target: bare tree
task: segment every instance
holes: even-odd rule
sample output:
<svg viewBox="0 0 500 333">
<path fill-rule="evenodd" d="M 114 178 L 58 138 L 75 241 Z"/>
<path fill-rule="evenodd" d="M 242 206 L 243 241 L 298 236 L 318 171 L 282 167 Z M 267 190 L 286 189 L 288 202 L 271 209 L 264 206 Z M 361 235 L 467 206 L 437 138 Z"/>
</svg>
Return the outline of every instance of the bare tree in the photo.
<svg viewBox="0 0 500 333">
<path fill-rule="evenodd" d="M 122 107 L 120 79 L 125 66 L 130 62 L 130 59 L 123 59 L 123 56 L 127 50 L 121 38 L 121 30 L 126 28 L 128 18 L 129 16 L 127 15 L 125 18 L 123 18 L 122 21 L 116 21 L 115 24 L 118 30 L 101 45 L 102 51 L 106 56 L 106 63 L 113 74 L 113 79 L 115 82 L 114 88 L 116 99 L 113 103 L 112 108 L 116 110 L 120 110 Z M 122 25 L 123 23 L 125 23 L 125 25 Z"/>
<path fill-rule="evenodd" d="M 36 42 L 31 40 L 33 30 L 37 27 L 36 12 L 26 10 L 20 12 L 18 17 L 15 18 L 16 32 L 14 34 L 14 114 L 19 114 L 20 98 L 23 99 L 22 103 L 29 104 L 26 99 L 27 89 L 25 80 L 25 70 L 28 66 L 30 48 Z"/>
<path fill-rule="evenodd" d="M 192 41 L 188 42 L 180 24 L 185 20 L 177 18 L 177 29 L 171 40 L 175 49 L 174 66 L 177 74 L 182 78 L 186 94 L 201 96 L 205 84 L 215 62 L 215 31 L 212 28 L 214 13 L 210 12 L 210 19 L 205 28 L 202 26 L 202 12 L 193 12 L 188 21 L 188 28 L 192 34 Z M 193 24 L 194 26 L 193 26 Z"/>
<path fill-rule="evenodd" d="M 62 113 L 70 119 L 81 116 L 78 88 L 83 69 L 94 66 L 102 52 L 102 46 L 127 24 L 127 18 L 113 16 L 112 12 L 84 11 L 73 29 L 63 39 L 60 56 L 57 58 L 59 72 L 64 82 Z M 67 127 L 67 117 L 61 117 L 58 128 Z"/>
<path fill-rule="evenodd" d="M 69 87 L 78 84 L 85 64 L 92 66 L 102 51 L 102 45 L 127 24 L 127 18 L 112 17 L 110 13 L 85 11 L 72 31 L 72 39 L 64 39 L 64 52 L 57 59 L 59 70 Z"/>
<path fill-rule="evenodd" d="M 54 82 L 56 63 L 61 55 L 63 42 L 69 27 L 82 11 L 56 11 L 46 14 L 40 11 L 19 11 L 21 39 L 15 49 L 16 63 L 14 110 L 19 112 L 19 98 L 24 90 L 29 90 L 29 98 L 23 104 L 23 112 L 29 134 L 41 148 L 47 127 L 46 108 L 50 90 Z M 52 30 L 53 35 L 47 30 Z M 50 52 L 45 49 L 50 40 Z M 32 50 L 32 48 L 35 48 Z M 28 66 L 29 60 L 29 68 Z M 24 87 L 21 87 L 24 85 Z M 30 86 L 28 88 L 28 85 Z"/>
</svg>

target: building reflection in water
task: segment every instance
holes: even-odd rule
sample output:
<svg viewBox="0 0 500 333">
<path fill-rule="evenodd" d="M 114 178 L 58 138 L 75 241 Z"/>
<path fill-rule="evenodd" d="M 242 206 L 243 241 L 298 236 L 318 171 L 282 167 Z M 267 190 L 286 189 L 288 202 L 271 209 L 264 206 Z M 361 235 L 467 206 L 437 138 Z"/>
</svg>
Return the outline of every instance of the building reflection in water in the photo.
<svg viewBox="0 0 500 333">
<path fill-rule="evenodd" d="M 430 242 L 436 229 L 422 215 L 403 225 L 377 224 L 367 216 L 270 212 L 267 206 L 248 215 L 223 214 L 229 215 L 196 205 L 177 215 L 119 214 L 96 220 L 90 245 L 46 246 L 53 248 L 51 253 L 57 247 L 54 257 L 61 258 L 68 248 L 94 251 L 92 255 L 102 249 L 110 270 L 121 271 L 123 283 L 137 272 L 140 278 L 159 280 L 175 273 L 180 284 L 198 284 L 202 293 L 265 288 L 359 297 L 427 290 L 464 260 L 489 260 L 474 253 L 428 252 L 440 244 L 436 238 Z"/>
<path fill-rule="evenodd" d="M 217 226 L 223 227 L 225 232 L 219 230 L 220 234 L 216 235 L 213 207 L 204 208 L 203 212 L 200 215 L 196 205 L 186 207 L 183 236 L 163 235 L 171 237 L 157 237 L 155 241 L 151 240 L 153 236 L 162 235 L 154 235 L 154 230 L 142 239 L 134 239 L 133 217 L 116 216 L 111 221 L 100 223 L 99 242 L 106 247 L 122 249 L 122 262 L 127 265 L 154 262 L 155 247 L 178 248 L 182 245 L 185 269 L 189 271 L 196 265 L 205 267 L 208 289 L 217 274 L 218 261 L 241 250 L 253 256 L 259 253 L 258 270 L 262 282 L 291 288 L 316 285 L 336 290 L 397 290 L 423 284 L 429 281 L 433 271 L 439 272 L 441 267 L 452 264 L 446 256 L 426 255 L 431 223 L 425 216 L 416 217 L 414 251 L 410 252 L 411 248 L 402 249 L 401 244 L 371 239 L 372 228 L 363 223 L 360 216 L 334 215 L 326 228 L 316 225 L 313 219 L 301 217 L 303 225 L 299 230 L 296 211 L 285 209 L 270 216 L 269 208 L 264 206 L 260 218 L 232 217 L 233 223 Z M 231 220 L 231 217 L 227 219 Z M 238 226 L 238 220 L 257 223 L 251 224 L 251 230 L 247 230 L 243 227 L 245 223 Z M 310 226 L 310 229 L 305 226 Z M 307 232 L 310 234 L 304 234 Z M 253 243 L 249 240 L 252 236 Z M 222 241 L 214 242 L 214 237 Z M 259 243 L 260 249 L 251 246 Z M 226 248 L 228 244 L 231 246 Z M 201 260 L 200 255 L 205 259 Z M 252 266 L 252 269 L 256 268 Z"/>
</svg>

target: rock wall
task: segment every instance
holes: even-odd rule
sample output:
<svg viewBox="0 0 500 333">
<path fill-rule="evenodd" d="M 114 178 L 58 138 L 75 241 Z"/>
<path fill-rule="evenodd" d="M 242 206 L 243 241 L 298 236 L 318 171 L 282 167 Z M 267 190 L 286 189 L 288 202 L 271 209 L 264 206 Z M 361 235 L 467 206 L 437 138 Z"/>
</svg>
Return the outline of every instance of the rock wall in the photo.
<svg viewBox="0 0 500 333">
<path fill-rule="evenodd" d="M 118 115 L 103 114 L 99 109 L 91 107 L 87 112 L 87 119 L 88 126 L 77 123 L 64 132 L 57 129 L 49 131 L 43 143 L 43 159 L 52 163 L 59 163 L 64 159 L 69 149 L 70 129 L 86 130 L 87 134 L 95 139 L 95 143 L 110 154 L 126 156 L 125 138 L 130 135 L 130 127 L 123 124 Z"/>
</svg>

+ + + + + + +

WHAT IS REQUIRED:
Find the word "target" in the records and pull out each line that has it.

WORKED SOLUTION:
target: bare tree
target: building reflection in water
target: rock wall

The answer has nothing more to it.